RECORDS SUPPLIED:

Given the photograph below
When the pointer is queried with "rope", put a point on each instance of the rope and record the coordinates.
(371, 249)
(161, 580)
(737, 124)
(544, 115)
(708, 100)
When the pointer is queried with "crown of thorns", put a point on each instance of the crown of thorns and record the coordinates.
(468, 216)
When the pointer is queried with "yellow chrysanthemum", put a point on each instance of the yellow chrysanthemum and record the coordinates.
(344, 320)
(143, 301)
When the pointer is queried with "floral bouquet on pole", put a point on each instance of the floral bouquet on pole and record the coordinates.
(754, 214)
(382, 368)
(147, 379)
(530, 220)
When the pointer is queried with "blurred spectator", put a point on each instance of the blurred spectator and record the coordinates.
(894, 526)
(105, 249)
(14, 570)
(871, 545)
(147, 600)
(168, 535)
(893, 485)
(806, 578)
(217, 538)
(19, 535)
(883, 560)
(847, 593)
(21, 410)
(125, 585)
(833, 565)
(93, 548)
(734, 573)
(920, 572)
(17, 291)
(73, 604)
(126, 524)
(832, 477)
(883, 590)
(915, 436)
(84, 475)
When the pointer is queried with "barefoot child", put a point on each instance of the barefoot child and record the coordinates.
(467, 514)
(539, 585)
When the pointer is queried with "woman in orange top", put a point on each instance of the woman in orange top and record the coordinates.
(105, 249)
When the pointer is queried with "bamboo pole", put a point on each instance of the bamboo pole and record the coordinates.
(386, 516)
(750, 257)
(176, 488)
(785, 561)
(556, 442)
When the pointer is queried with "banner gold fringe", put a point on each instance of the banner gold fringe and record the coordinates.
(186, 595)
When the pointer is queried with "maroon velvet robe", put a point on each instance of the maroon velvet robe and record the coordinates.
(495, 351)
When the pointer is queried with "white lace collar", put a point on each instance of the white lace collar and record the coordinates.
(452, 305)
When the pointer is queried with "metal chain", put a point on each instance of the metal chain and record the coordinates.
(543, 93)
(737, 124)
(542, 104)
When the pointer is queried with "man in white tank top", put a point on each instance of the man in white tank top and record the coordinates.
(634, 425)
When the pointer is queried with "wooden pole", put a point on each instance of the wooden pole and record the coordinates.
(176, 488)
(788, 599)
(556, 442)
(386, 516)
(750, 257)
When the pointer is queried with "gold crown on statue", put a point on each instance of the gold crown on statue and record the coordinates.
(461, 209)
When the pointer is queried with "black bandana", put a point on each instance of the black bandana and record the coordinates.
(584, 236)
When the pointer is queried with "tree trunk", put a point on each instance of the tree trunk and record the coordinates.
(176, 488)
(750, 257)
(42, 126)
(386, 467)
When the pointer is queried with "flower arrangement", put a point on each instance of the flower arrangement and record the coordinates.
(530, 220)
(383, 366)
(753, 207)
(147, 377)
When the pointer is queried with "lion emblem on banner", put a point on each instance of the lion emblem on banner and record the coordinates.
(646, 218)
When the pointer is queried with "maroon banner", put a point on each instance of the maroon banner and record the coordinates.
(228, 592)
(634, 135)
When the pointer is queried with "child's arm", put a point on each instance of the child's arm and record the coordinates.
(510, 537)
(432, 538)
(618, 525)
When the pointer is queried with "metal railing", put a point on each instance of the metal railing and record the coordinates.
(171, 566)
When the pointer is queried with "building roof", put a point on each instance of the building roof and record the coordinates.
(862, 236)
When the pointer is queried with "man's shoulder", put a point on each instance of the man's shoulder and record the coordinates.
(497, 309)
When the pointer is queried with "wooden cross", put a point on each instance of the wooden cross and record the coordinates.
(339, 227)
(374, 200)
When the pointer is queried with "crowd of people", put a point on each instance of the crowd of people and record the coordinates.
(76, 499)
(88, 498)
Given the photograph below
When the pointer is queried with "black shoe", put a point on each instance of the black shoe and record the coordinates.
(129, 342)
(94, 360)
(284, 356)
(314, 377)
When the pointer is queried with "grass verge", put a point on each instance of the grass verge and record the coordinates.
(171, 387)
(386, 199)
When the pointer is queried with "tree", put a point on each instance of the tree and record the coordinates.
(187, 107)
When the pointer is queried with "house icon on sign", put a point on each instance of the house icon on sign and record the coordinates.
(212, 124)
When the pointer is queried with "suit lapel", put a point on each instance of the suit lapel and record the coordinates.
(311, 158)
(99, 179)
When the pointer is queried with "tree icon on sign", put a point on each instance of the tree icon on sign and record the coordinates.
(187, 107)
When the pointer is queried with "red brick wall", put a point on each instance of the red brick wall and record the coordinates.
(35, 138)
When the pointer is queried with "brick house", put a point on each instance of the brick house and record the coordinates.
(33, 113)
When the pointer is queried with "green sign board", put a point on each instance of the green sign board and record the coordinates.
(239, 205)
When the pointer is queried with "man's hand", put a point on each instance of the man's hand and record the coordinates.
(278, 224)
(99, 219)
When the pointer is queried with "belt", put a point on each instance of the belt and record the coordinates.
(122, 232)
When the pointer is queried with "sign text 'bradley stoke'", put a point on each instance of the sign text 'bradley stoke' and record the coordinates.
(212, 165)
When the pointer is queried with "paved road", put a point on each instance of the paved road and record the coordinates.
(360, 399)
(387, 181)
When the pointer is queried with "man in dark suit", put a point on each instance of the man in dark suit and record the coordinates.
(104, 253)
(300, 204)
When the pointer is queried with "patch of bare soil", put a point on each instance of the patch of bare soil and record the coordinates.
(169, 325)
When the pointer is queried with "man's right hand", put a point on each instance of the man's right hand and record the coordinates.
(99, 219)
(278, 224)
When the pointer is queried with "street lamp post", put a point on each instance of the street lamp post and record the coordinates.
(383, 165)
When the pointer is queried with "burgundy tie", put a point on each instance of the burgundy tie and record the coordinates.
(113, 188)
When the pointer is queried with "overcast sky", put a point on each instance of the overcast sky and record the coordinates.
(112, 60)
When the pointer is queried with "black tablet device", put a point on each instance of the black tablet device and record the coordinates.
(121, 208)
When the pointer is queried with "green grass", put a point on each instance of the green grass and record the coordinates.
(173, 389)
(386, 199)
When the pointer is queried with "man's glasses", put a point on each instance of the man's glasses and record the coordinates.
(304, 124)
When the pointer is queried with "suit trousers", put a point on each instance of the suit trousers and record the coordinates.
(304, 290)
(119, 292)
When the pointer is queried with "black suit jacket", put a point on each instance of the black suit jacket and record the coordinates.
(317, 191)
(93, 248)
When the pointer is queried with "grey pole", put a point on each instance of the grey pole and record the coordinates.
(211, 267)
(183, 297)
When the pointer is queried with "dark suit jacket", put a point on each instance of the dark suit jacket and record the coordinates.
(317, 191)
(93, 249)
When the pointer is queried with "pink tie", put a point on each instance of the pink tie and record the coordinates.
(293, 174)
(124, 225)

PROBLEM DESCRIPTION:
Rewrite the records above, changing every "pointer" to "cursor" and leaving everything else as it is.

WRITTEN SOLUTION:
Given the photograph below
When the cursor is queried with "rope", put a point on each instance of the rope and record the coordinates.
(371, 249)
(161, 580)
(737, 124)
(544, 115)
(708, 100)
When the cursor is queried with "crown of thorns", put a point on each instance of the crown of thorns and record the coordinates.
(468, 216)
When the cursor is queried with "yellow chrysanthemum", put a point on each instance of the yellow chrysanthemum and record the coordinates.
(344, 320)
(143, 301)
When the cursor is queried with "floral bouquet on pole", put a point on each instance of the floral bouquet on pole and record the coordinates.
(754, 214)
(382, 368)
(147, 379)
(530, 220)
When the cursor is queried with "blurred spectator", put a point on each instance of the blurred spectator and record the coordinates.
(894, 526)
(105, 249)
(14, 570)
(871, 545)
(147, 600)
(168, 535)
(893, 485)
(806, 578)
(217, 538)
(19, 535)
(883, 560)
(847, 593)
(21, 410)
(125, 585)
(833, 565)
(93, 548)
(734, 573)
(920, 572)
(17, 291)
(73, 604)
(126, 524)
(832, 477)
(883, 590)
(915, 436)
(84, 475)
When the cursor is queried with "barefoot child", put a point on each instance of the barefoot child and record the coordinates.
(467, 514)
(539, 585)
When the cursor is queried with "woman in orange top", put a point on each instance of the woman in orange top and record the coordinates.
(105, 249)
When the cursor is queried with "bamboo pole", put a point on each instance of the bamboo pole and record the coordinates.
(386, 516)
(750, 257)
(176, 488)
(785, 561)
(556, 442)
When the cursor is queried with "banner gold fringe", put a point on each instance of the banner gold fringe and record the coordinates.
(186, 595)
When the cursor is queried with "maroon velvet robe", put a point on each instance of the maroon velvet robe and record the coordinates.
(495, 351)
When the cursor is queried with "white lace collar", put a point on each instance of the white lace collar and record the coordinates.
(452, 305)
When the cursor is queried with "metal chain", put a point on each instance of the metal chain and record the coordinates.
(543, 93)
(737, 124)
(542, 104)
When the cursor is queried with "man in white tank top", put a point on each instance of the man in white tank top and record the coordinates.
(634, 425)
When the cursor is queried with "wooden pole", put a point on each instance of the wooden pole and record the coordinates.
(176, 488)
(788, 599)
(556, 442)
(386, 516)
(750, 257)
When the cursor is queried with "gold crown on statue", put a point on each instance of the gold crown on statue and record the coordinates.
(461, 209)
When the cursor is queried with "black bandana", put a point on each instance of the black bandana and record the coordinates.
(584, 236)
When the cursor is queried with "tree trunk", put a point on each instance of the tree trunk and record the coordinates.
(176, 488)
(750, 257)
(42, 126)
(386, 467)
When the cursor is queried with "flower arrangement", put a point on each instance of the flower arrangement and record the coordinates.
(530, 220)
(383, 366)
(753, 207)
(147, 377)
When the cursor is queried with "lion emblem on banner", put a point on each instance of the lion emblem on banner and record the coordinates.
(646, 218)
When the cursor is queried with "maroon banner", put a point on each instance of the maroon banner and record the coordinates.
(228, 592)
(634, 135)
When the cursor is queried with "child's arm", put a point on each instance of the child's arm and record the coordinates.
(510, 537)
(432, 538)
(618, 525)
When the cursor is queried with "metal railing", put a point on each instance of the metal railing and record the coordinates.
(171, 566)
When the cursor is queried with "building roof", put a point on each instance of the building roof and record the coordinates.
(862, 236)
When the cursor is queried with "man's shoulder", put a point on each instance of the man's shoulder and record the coordinates.
(497, 309)
When the cursor is queried with "wooden cross", put a point on each instance of the wooden cross and record the coordinates.
(339, 227)
(374, 200)
When the cursor is queried with "crowd of people", put a point on each instance of the crowd of people and record the coordinates.
(76, 499)
(88, 498)
Given the photograph below
When the cursor is queried with "black shoe", put a point on each instance of the black shoe and record the coordinates.
(129, 342)
(94, 360)
(284, 356)
(314, 377)
When the cursor is queried with "grass verge", put a point on each instance of the grass verge and record the coordinates.
(171, 387)
(386, 199)
When the cursor is queried with "tree", put a point on each instance of the tree and record the coordinates.
(187, 107)
When the cursor is queried with "house icon on sign", put a point on each instance of the house icon on sign and record the coordinates.
(212, 124)
When the cursor is queried with "suit lapel", put a point on each instance of the suit lapel and record the coordinates.
(311, 158)
(99, 179)
When the cursor is queried with "tree icon on sign", put a point on each instance of the tree icon on sign and record the coordinates.
(187, 107)
When the cursor is queried with "red brick wall", put a point on each instance of the red brick wall and record the coordinates.
(35, 138)
When the cursor is queried with "brick house", put a point on each instance of the brick house and record the coordinates.
(33, 113)
When the cursor is queried with "green sign board", put a point on each instance of the green sign board and record the coordinates.
(239, 205)
When the cursor is queried with "man's hand", put a point on each instance of the man's hand and record the coordinates.
(278, 224)
(99, 219)
When the cursor is queried with "belt", put a point on each instance of the belt and record the coordinates.
(122, 232)
When the cursor is queried with "sign text 'bradley stoke'", put a point on each instance of the sign text 'bradley stoke' and record the coordinates.
(212, 165)
When the cursor is queried with "paved road", put a point on each instance of the paved road and record the coordinates.
(360, 399)
(387, 181)
When the cursor is queried with "man in dark suit", put a point on each instance of the man in dark suit and record the coordinates.
(104, 253)
(300, 204)
When the cursor is queried with "patch of bare soil", put a point on each instance of the patch of bare soil and record the coordinates.
(169, 325)
When the cursor is queried with "man's right hand", put a point on each instance of the man's right hand and record the coordinates.
(99, 219)
(278, 224)
When the cursor is queried with "street lamp post", put a point on each instance of the street lamp post and record the coordinates.
(383, 165)
When the cursor is queried with "burgundy tie", put a point on each instance of the burgundy tie and record the coordinates.
(113, 188)
When the cursor is queried with "overcast sky", put a point on each instance of the overcast sky and record the coordinates.
(112, 60)
When the cursor is queried with "black tablet device", put a point on each instance of the black tablet device and record the coordinates.
(121, 208)
When the cursor is queried with "green grass", put a point on each instance of the green grass and record the coordinates.
(173, 389)
(386, 199)
When the cursor is queried with "man's glasses", put a point on each instance of the man's glasses and record the coordinates.
(304, 124)
When the cursor is queried with "suit trousers", put a point on each instance of the suit trousers and record the coordinates.
(304, 290)
(119, 292)
When the cursor is queried with "black suit jacket", put a point on each instance of the black suit jacket and record the coordinates.
(317, 191)
(93, 248)
When the cursor is queried with "grey pole", put a point on each instance of the grey pole and record the coordinates.
(211, 267)
(183, 297)
When the cursor is queried with "dark suit jacket", put a point on each instance of the dark suit jacket and record the coordinates.
(317, 191)
(93, 249)
When the cursor is queried with "pink tie", put a point on each instance of the pink tie and record the coordinates.
(293, 174)
(124, 225)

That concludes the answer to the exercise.